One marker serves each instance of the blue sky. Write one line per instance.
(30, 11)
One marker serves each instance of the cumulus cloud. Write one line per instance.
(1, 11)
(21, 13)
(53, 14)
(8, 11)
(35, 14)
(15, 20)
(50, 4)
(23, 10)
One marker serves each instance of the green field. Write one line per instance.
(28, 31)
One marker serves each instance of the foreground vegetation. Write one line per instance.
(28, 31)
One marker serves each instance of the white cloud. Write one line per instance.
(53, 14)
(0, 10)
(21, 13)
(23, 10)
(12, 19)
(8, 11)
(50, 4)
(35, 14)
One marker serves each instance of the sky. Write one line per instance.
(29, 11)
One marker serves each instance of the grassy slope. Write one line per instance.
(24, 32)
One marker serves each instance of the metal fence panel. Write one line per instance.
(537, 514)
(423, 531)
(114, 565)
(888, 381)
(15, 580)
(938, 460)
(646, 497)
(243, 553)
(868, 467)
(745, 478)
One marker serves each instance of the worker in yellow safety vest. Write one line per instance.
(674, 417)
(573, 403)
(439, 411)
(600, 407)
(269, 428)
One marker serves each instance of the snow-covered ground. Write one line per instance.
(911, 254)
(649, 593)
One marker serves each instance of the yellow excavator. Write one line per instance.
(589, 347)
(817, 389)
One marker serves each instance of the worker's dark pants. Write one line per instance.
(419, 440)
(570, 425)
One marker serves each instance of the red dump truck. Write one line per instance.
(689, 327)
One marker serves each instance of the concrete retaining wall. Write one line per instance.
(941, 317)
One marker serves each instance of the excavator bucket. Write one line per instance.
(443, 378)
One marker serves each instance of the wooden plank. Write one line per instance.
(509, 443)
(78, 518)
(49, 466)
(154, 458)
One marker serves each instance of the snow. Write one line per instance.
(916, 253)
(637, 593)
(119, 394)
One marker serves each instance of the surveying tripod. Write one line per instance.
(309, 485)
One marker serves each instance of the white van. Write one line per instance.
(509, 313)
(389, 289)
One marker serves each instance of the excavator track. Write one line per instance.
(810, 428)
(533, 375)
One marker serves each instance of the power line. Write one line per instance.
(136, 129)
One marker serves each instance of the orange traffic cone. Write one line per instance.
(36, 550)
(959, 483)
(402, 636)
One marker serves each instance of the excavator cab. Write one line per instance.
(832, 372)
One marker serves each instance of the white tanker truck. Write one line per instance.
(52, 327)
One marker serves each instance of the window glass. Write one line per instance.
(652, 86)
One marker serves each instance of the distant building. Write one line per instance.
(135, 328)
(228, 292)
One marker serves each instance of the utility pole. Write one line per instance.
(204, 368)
━━━━━━━━━━━━━━━━━━━━━━━━━━━━━━
Aim:
Lay out every line of the data above as a JSON list of strings, one string per line, with blank lines left out.

Response below:
[
  "One marker serves each instance of the blue sky. Write one line per instance.",
  "(30, 11)",
  "One marker serves each instance of the cumulus cloud. Write one line per instance.",
  "(1, 11)",
  "(21, 13)",
  "(53, 14)",
  "(8, 11)",
  "(35, 14)",
  "(15, 20)",
  "(50, 4)",
  "(23, 10)",
  "One marker serves each instance of the green field. Write one line per instance.",
  "(28, 31)",
  "One marker serves each instance of the foreground vegetation. Write one line per instance.",
  "(28, 31)",
  "One marker serves each instance of the white cloud. Write one line per instance.",
  "(53, 14)",
  "(0, 10)",
  "(21, 13)",
  "(23, 10)",
  "(12, 19)",
  "(8, 11)",
  "(50, 4)",
  "(35, 14)",
  "One marker serves each instance of the sky. Write one line per instance.",
  "(29, 11)",
  "One marker serves each instance of the grassy slope. Write one line per instance.",
  "(24, 32)",
  "One marker serves each instance of the metal fence panel. Write one line per instance.",
  "(537, 514)",
  "(423, 531)",
  "(114, 565)",
  "(888, 381)",
  "(15, 580)",
  "(938, 460)",
  "(646, 497)",
  "(243, 553)",
  "(868, 467)",
  "(745, 478)",
  "One marker serves each instance of the worker in yellow safety vest. Write one line per instance.",
  "(674, 417)",
  "(573, 403)",
  "(439, 411)",
  "(600, 407)",
  "(269, 428)",
  "One marker serves each instance of the snow-covered ground. Write one line per instance.",
  "(911, 254)",
  "(649, 593)",
  "One marker serves each instance of the yellow excavator. Write one line per instance.",
  "(589, 347)",
  "(817, 389)",
  "One marker serves each instance of the worker's dark pants. Write one line per instance.",
  "(419, 440)",
  "(570, 425)",
  "One marker serves each instance of the red dump truck. Write one line per instance.",
  "(689, 327)",
  "One marker serves each instance of the concrete retaining wall. Write one line per instance.",
  "(941, 317)",
  "One marker serves each instance of the excavator bucket. Write one line per instance.",
  "(443, 378)",
  "One marker serves each instance of the wooden plank. Write one line per instance.",
  "(509, 443)",
  "(78, 518)",
  "(49, 466)",
  "(154, 458)",
  "One marker serves each instance of the snow. Write one line per instance.",
  "(916, 253)",
  "(637, 593)",
  "(119, 394)",
  "One marker serves each instance of the surveying tripod. Write one line per instance.",
  "(309, 485)",
  "One marker serves each instance of the white van. Write one line per instance.",
  "(509, 313)",
  "(389, 289)",
  "One marker serves each instance of the excavator track. Write one line per instance.",
  "(810, 428)",
  "(533, 375)",
  "One marker serves each instance of the power line. Write one line per instance.",
  "(136, 129)",
  "One marker serves each instance of the orange traffic cone. Write one line per instance.",
  "(36, 550)",
  "(959, 483)",
  "(402, 636)",
  "One marker serves each instance of the excavator cab. Write one line per instance.",
  "(832, 372)",
  "One marker serves each instance of the white tanker truck. Write one line per instance.",
  "(52, 327)",
  "One marker serves each instance of the window glass. Write one line per instance.",
  "(652, 86)",
  "One marker serves each instance of the distant building. Write one line per instance.",
  "(135, 328)",
  "(228, 292)",
  "One marker serves each instance of the utility pole. Write one line per instance.",
  "(204, 368)"
]